**Exercise**: Update these lines by changing "gets its own outline" to "is outlined separately" everywhere it occurs, keeping all else the same, and leave out the pictures.
----------
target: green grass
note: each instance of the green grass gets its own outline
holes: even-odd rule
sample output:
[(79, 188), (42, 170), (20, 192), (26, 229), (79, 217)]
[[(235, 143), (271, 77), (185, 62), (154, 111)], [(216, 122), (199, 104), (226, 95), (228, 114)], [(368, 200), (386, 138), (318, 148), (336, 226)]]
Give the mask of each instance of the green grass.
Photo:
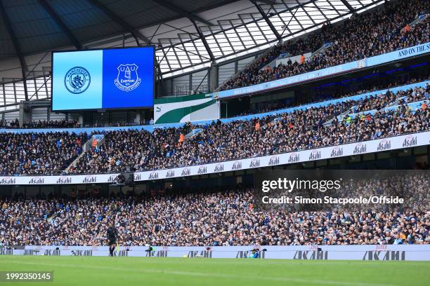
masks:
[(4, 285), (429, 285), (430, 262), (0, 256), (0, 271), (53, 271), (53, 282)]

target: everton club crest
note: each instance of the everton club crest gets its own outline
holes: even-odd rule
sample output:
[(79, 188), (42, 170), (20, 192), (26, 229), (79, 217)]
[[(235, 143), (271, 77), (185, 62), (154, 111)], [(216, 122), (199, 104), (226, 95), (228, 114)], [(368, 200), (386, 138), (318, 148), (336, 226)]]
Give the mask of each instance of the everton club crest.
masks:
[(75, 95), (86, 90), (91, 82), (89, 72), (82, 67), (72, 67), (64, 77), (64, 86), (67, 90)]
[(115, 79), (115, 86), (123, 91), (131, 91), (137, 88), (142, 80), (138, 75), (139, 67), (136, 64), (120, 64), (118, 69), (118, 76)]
----------
**Written answer**:
target: green grass
note: each instance of the green grass is outlined separately
holes: even-odd rule
sample output:
[(79, 188), (42, 170), (20, 192), (26, 229), (79, 217)]
[[(235, 143), (271, 77), (185, 62), (154, 111)], [(216, 122), (199, 104), (226, 95), (228, 114)], [(368, 200), (386, 138), (318, 148), (336, 226)]]
Give the mask of each instance of the green grass.
Photo:
masks:
[(4, 285), (429, 285), (430, 262), (0, 256), (0, 271), (53, 271), (53, 282)]

target: everton club crest
note: each instance of the everton club crest is outlined separately
holes: even-odd rule
sample output:
[(79, 188), (42, 170), (20, 192), (26, 229), (79, 217)]
[[(235, 143), (271, 77), (185, 62), (154, 111)], [(216, 122), (199, 104), (226, 95), (228, 114)], [(368, 200), (386, 138), (318, 148), (336, 226)]]
Give the mask of each instance of the everton club crest.
masks:
[(75, 95), (86, 90), (91, 82), (89, 72), (82, 67), (72, 67), (64, 77), (64, 86), (67, 90)]
[(115, 79), (115, 86), (123, 91), (131, 91), (137, 88), (142, 80), (138, 75), (139, 67), (136, 64), (120, 64), (118, 69), (118, 76)]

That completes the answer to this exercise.